» **Directions for this task**:
Reproduce the lines starting with the line containing "garage door, your assistance would be valued." and going on through the line containing "M450 251L445 205L427". Rename "front door" to "entry door" and leave every other character as it stands.

Labeled contour entries
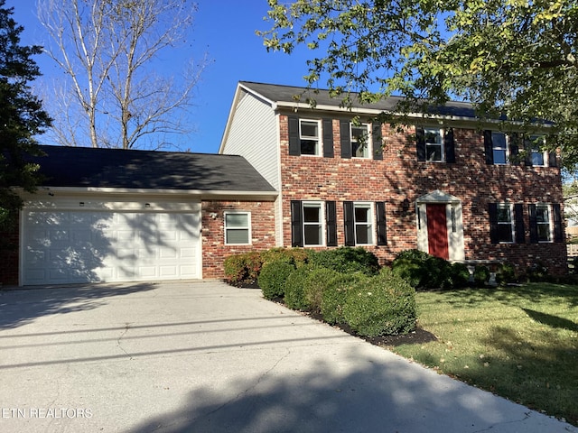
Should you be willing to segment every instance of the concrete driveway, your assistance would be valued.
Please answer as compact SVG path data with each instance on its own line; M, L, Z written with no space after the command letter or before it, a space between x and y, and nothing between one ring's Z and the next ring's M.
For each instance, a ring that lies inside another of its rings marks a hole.
M218 281L0 291L0 431L576 432Z

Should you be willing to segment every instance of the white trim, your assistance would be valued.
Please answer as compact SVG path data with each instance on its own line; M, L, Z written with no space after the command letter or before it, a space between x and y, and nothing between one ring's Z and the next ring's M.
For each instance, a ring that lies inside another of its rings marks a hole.
M247 215L247 226L246 227L227 227L227 216L228 215ZM251 212L247 210L226 210L223 213L223 241L226 245L251 245L253 244L252 237L252 219ZM233 244L227 242L227 230L247 230L247 242L246 244Z

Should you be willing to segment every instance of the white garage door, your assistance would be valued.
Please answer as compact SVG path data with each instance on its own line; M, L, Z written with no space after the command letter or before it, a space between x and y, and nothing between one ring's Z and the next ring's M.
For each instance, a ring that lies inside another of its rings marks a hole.
M198 212L23 213L21 283L200 278Z

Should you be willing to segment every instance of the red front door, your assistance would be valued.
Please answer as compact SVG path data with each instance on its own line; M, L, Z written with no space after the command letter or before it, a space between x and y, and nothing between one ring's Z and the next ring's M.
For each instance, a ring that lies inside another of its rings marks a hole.
M450 251L445 205L427 205L426 215L429 253L448 260Z

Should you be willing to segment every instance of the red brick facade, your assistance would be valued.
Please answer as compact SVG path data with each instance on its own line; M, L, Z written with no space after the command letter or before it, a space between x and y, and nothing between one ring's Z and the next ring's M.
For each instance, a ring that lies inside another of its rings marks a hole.
M415 128L399 134L382 126L383 160L343 159L340 122L333 119L332 158L290 156L288 117L280 115L284 243L291 245L291 200L337 202L338 244L344 244L342 202L386 202L387 244L368 247L382 263L400 251L416 248L415 200L440 189L461 201L466 261L508 260L526 269L545 263L551 273L566 272L566 248L562 243L529 243L528 204L562 204L557 167L487 164L481 131L453 128L455 163L418 161ZM409 209L403 208L407 198ZM489 203L524 205L526 242L491 244Z
M250 212L251 244L225 244L226 211ZM223 278L223 261L231 254L275 246L275 209L272 201L203 201L202 278Z

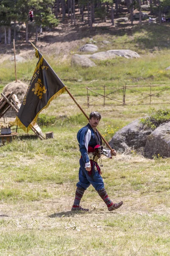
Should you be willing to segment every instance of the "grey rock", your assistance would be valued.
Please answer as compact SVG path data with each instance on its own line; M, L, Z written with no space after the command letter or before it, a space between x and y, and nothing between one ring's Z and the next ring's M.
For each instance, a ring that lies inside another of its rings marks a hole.
M147 4L144 4L141 6L141 11L146 11L147 12L150 10L150 6Z
M26 60L23 58L23 57L21 57L21 56L20 56L19 55L16 55L15 56L15 60L17 62L25 62L26 61ZM14 61L14 56L12 56L9 58L9 60L11 61Z
M135 20L139 20L139 13L136 12L133 15L133 18ZM149 15L146 12L142 12L142 20L147 20L149 19Z
M103 40L103 41L102 41L102 43L104 44L111 44L110 42L107 41L107 40Z
M170 157L170 122L160 125L148 136L144 153L149 158L158 154Z
M86 58L90 58L91 56L92 56L92 54L81 54L81 56L82 56L83 57L85 57Z
M120 4L121 5L125 5L125 0L121 0L120 1Z
M79 50L80 52L97 52L98 50L98 47L92 44L87 44L80 47Z
M88 58L78 54L75 54L72 56L71 65L72 66L81 66L85 67L96 66L96 64Z
M145 146L147 136L152 131L138 119L117 131L109 142L109 145L111 148L122 153L132 147L137 149Z
M116 57L116 55L115 54L114 54L112 52L109 52L108 51L96 52L95 53L92 54L90 57L90 58L96 60L104 61Z
M140 55L136 52L130 50L109 50L107 51L108 52L119 56L125 57L127 58L140 58Z
M128 17L122 17L116 19L117 22L127 22L128 20Z

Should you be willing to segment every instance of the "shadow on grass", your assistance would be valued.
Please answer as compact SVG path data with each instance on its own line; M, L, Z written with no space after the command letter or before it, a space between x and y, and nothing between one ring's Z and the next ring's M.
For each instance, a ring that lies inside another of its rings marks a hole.
M72 212L71 211L68 211L68 212L61 212L55 213L51 215L49 215L48 217L49 218L61 218L64 217L70 217L74 216L77 214L84 214L87 213L87 212L82 212L81 211L76 211Z

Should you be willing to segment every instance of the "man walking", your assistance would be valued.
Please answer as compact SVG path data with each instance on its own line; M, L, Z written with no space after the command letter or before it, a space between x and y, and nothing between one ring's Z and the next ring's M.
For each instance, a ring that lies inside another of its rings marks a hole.
M79 204L85 190L91 184L106 204L109 211L117 209L123 204L122 201L118 204L113 203L109 198L101 176L100 167L97 162L98 159L100 160L102 139L96 128L101 118L101 115L99 112L91 112L89 116L89 123L80 129L77 134L77 138L81 156L79 160L79 181L76 184L77 188L72 211L88 211L88 209L82 208ZM116 154L114 149L112 152L110 150L102 150L102 152L109 158Z

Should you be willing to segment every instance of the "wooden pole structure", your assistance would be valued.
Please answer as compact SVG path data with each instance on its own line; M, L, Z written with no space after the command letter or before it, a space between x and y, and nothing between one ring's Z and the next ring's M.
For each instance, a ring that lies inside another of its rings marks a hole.
M32 45L34 47L34 48L35 49L36 49L37 48L34 45L34 44L31 42L30 42L30 43L32 44ZM82 112L84 114L84 115L86 117L87 119L88 119L88 121L89 121L89 118L88 117L88 116L87 116L86 115L86 114L85 113L85 112L84 110L82 109L82 108L81 108L81 107L80 107L80 106L79 105L79 103L78 103L78 102L77 102L76 99L74 98L74 97L71 94L71 93L67 89L67 88L66 86L65 86L65 90L67 91L67 92L68 93L68 94L70 95L70 96L71 98L71 99L75 102L75 103L76 103L76 105L77 107L80 109L80 110L81 110ZM114 150L113 148L111 148L110 146L109 145L108 142L107 142L107 141L106 141L106 140L105 140L105 138L104 138L104 137L102 135L102 134L98 130L97 130L97 129L96 130L98 132L99 135L100 135L100 137L102 138L102 140L103 140L103 141L104 142L105 144L108 147L108 148L109 148L109 149L110 149L110 150L111 151L111 152L113 152L113 153L114 153ZM115 155L116 155L116 154L115 154Z
M15 81L17 82L17 70L16 70L16 58L15 58L15 39L13 40L13 45L14 45L14 63L15 65Z

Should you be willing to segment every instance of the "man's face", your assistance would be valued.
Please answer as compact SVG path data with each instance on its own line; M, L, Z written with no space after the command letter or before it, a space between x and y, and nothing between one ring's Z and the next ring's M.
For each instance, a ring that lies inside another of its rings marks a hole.
M92 128L95 129L98 125L100 119L99 117L92 117L89 119L89 124Z

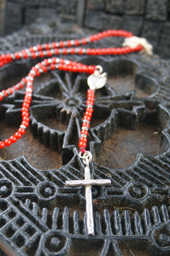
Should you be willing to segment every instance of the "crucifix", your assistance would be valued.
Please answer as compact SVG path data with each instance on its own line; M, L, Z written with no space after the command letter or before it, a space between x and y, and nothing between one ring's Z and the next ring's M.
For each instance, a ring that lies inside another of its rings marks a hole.
M90 152L86 151L81 158L83 158L83 162L85 163L85 168L84 180L67 180L65 181L65 186L84 186L85 187L85 198L86 201L86 210L87 217L87 227L88 235L94 235L94 221L93 216L92 194L91 186L101 186L110 185L110 180L92 180L91 178L91 171L89 163L91 160L92 155ZM89 157L89 159L88 157Z

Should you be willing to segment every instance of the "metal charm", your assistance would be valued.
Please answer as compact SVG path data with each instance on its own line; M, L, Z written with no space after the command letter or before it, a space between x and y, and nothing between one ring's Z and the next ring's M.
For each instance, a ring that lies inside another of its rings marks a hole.
M81 154L81 152L80 152ZM89 156L89 157L88 157ZM76 180L67 180L65 181L65 186L85 186L85 197L86 201L86 210L87 216L87 227L88 235L94 235L94 221L93 216L92 194L91 192L92 186L108 185L110 185L110 180L91 180L91 172L89 166L92 156L91 154L86 151L83 157L80 157L83 159L83 162L86 163L85 168L85 179Z
M91 75L88 79L88 84L91 90L102 88L105 85L107 81L107 73L102 73L103 68L99 65L94 74Z

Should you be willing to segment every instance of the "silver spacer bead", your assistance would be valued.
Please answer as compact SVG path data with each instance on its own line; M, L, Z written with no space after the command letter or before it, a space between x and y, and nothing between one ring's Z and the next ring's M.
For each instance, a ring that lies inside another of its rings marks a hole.
M31 93L32 92L32 90L31 88L26 88L26 90L27 91L27 92L30 92Z
M35 52L38 50L37 46L33 46L33 49L34 51L35 51Z
M88 124L90 124L90 121L89 121L88 120L87 120L86 119L83 119L83 122L87 122Z
M59 47L59 46L60 46L60 44L59 44L59 43L58 43L58 42L56 42L56 47Z
M5 97L5 94L4 93L0 93L0 95L3 97Z
M91 41L89 37L85 38L85 40L87 43L89 43Z
M67 48L67 53L70 53L71 49L70 48Z
M22 57L23 57L23 53L22 52L18 52L18 54L20 56L20 57L21 58Z
M10 95L11 94L10 92L8 90L6 90L6 92L7 93L8 95Z
M51 49L50 50L52 54L55 54L55 51L54 49Z
M28 79L29 80L31 80L32 81L33 81L34 80L34 78L33 77L32 77L32 76L26 76L26 79Z
M45 44L43 44L41 45L41 46L42 48L45 48Z
M41 64L42 64L42 65L43 65L43 66L46 66L46 64L45 64L45 63L44 62L44 61L41 61Z
M67 65L68 65L69 64L69 61L68 60L65 60L64 62L65 64L67 64Z
M24 130L26 130L26 125L21 125L20 126L20 128L22 128L23 129L24 129Z
M87 135L85 134L81 134L81 137L84 137L85 138L87 138Z
M15 59L15 56L13 53L11 53L11 57L13 59Z
M78 53L79 52L79 48L75 48L75 52L76 53Z
M27 93L27 95L28 95L28 96L31 96L31 97L32 97L32 93Z
M91 105L91 104L88 104L88 105L87 105L87 108L93 108L93 105Z
M87 131L88 131L88 128L86 126L83 126L82 127L82 130L87 130Z
M48 59L48 63L52 63L52 60L51 58Z
M35 70L31 70L30 71L29 73L31 73L31 74L33 74L34 75L34 76L35 76L36 74L36 72L35 71Z
M64 46L67 46L67 41L63 41L63 44Z
M70 41L70 44L72 44L72 45L74 45L74 39L72 39L72 40L71 40Z

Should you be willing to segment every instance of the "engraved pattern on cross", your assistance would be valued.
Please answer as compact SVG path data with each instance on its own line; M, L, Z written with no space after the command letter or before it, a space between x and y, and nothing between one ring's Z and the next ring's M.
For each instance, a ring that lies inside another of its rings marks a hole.
M91 192L92 186L110 185L110 180L91 180L90 169L88 166L85 168L85 179L76 180L67 180L65 186L85 187L85 198L87 217L87 228L88 235L94 235L94 221L93 215L93 201Z

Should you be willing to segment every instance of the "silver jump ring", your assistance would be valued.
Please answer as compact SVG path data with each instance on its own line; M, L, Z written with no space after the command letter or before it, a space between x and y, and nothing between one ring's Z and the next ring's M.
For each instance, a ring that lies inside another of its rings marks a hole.
M79 153L79 156L80 158L83 159L83 161L84 163L86 163L85 159L88 158L88 162L89 163L91 163L92 159L92 155L90 151L86 151L82 156L82 152L80 151L80 152Z

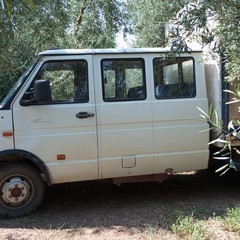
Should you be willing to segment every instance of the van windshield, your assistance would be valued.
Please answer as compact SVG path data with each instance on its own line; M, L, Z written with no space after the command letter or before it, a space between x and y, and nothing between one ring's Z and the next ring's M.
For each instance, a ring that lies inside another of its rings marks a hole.
M13 87L10 89L6 96L0 96L0 108L14 96L14 93L16 93L17 90L21 87L21 85L25 82L25 80L28 78L37 63L38 61L35 61L30 65L30 67L21 75L21 77L13 85Z

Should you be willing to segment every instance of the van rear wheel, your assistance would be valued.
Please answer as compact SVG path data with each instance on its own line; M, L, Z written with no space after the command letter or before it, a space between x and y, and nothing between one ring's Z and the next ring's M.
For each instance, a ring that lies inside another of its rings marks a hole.
M13 218L36 211L44 196L41 175L25 164L0 168L0 217Z

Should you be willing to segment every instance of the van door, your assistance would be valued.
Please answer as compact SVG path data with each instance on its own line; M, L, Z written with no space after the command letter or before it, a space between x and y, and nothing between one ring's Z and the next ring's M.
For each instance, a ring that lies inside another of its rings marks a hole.
M207 109L200 56L152 58L154 98L154 171L208 167L208 125L197 107Z
M96 56L96 96L102 178L153 173L151 100L146 58Z
M41 105L34 99L40 79L52 92ZM43 160L53 183L98 178L92 56L46 57L15 101L13 118L15 148Z

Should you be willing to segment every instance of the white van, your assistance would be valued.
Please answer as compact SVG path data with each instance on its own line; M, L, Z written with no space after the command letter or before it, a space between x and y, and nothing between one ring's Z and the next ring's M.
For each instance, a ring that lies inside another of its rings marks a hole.
M160 48L40 53L0 103L0 215L35 211L45 183L206 169L200 59Z

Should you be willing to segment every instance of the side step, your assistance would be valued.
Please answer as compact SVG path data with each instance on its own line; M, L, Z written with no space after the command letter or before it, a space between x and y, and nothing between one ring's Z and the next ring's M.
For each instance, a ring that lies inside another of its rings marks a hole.
M131 176L131 177L118 177L113 178L113 184L120 186L123 183L133 183L133 182L160 182L167 180L169 178L168 173L151 174L151 175L141 175L141 176Z

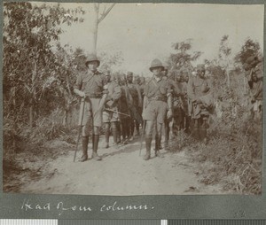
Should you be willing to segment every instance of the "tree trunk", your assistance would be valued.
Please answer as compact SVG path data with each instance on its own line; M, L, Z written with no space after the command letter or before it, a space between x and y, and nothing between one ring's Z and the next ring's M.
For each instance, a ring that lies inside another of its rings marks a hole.
M67 126L67 115L68 115L68 111L65 109L65 113L64 113L64 118L63 118L63 126L64 127Z
M91 53L97 54L97 39L98 26L99 4L94 4L93 27L92 27L92 50Z
M34 95L35 93L35 79L37 76L37 64L36 61L34 60L34 65L33 65L33 71L32 71L32 78L31 78L31 82L32 82L32 90L31 90L31 97L29 99L29 127L32 128L33 128L33 121L34 121Z
M29 127L33 128L33 101L32 98L29 100Z
M227 76L227 87L230 88L230 74L228 69L225 71Z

» **Task output**:
Should you be willing to segment every instance of the white garage door, your assistance would be valued.
Please answer as compact SVG path data with each instance on its own line; M, L, Z written with no space after the command letter or before it, a space between x and y, and nothing between one ring's Z and the next ring's M.
For each instance, a ring that lies inside another of its rings marks a hole.
M198 212L23 213L21 283L200 278Z

Should you be willing to segment every instance of the red entry door, your assistance would be valued.
Please answer as compact SVG path data with each instance on its own line; M, L, Z written with no space after the command letter or before it, a space between x and y, and nothing between one ring's Z and the next ring's M.
For each instance, a ring that lies inside another of its rings marks a hole.
M450 251L445 205L427 205L426 215L429 253L448 260Z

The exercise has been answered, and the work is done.